Start of DOCUMENT SECTION
Editor’s Pick: Justin Biddle
The Editor’s Pick for our December 2013 issue is “Institutionalizing Dissent: A Proposal for an Adversarial System of Pharmaceutical Research ,” by Justin Biddle.
In this paper, Biddle extends the discussion of the structural and contextual forces that can make biomedical research ethically problematic by shifting our attention to systemic distortions at the level of epistemic practices. He argues that, given that scientific practices and inferences always proceed under conditions of uncertainty, private interests ineliminably shape scientific methodology; furthermore, in an age in which for-profit companies play an enormous role in funding and directing pharmaceutical research, this shaping raises special ethical risks.
Biddle develops a concrete policy proposal for how to address these epistemic and ethical distortions. He outlines in detail an “adversarial” system of FDA review, in which we give up the pretense of interest-free science and instead build dissent and debate into our institutional organization, thereby enabling “organized skepticism” about the claims of pharmaceutical research. Biddle insists that focusing on the institutional environment of research (as opposed to individual researchers’ greed or dishonesty, for instance) is the best way to understand the ethically significant epistemic pitfalls of this research and the best way to compensate for them.
Justin B. Biddle , PhD, is Assistant Professor in the School of Public Policy at the Georgia Institute of Technology. His primary research interests are in philosophy of science and bioethics, especially concerning the role of values in science and the epistemic significance of the social organization of research. His recent work has focused on the epistemic and ethical implications of current intellectual property and licensing policies in biomedical research and in agricultural biotechnology.
End of DOCUMENT SECTION
Start of DATA UNDER STUDY
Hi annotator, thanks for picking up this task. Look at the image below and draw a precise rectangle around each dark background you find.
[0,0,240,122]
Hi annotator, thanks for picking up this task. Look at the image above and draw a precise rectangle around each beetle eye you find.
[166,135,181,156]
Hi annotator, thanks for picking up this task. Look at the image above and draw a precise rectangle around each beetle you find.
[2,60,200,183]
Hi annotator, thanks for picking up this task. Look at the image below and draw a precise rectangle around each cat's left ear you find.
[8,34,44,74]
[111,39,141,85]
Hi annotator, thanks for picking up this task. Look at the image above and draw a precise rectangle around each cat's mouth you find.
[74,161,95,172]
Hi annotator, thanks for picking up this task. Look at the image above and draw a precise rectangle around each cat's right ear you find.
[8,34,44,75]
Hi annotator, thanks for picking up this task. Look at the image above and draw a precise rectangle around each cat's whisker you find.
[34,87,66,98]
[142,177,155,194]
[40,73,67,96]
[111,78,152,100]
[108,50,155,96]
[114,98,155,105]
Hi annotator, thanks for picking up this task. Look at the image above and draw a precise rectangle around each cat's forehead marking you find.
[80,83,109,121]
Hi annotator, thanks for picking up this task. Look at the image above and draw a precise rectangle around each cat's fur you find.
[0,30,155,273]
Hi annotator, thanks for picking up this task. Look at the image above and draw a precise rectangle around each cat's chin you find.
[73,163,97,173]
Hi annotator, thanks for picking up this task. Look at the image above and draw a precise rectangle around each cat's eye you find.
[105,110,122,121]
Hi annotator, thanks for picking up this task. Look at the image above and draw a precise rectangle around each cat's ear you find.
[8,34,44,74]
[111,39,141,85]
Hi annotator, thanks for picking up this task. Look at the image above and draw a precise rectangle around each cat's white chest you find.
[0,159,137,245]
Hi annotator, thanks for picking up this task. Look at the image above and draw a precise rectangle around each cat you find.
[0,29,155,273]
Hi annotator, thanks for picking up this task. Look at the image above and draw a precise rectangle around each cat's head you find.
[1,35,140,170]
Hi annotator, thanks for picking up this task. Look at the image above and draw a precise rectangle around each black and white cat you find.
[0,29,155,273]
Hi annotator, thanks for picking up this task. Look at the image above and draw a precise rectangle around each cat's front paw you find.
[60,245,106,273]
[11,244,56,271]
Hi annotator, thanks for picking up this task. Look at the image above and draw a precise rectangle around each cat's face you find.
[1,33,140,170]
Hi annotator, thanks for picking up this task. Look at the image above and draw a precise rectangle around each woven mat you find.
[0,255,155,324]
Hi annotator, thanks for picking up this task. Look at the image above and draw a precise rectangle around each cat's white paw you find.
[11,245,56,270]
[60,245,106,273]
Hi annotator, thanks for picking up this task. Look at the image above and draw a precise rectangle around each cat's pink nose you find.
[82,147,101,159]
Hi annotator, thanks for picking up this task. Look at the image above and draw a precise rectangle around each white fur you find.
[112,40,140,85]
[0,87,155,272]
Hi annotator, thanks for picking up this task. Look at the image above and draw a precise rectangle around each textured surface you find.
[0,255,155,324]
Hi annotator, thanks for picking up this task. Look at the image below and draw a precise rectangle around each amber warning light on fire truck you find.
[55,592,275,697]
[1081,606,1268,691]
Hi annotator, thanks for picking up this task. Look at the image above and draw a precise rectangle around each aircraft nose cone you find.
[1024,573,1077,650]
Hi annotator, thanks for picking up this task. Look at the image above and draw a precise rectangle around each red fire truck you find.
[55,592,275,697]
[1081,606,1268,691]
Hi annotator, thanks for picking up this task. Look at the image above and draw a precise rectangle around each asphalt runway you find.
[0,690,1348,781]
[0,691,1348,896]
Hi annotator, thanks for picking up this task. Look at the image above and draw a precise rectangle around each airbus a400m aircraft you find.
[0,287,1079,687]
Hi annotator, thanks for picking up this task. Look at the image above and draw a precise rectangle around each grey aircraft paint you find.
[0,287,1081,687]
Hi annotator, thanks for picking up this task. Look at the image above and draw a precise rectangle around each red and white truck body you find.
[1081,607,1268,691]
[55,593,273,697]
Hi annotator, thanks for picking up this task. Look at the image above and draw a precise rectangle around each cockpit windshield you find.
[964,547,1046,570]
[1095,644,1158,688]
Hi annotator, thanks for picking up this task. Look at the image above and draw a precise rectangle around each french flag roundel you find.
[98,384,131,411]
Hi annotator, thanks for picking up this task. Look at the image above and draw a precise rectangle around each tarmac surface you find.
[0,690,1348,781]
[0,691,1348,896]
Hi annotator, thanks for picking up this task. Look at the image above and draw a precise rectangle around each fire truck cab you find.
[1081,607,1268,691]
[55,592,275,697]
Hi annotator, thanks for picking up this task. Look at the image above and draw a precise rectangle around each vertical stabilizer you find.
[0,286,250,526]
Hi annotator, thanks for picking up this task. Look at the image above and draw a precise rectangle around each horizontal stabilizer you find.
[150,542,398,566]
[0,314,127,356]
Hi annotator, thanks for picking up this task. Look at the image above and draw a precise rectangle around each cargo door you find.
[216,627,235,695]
End of DATA UNDER STUDY
Rewrite the part of the Editor's Pick note that opens with "Justin B. Biddle" and closes with "in agricultural biotechnology.", replacing "bioethics" with "medical ethics".

Justin B. Biddle , PhD, is Assistant Professor in the School of Public Policy at the Georgia Institute of Technology. His primary research interests are in philosophy of science and medical ethics, especially concerning the role of values in science and the epistemic significance of the social organization of research. His recent work has focused on the epistemic and ethical implications of current intellectual property and licensing policies in biomedical research and in agricultural biotechnology.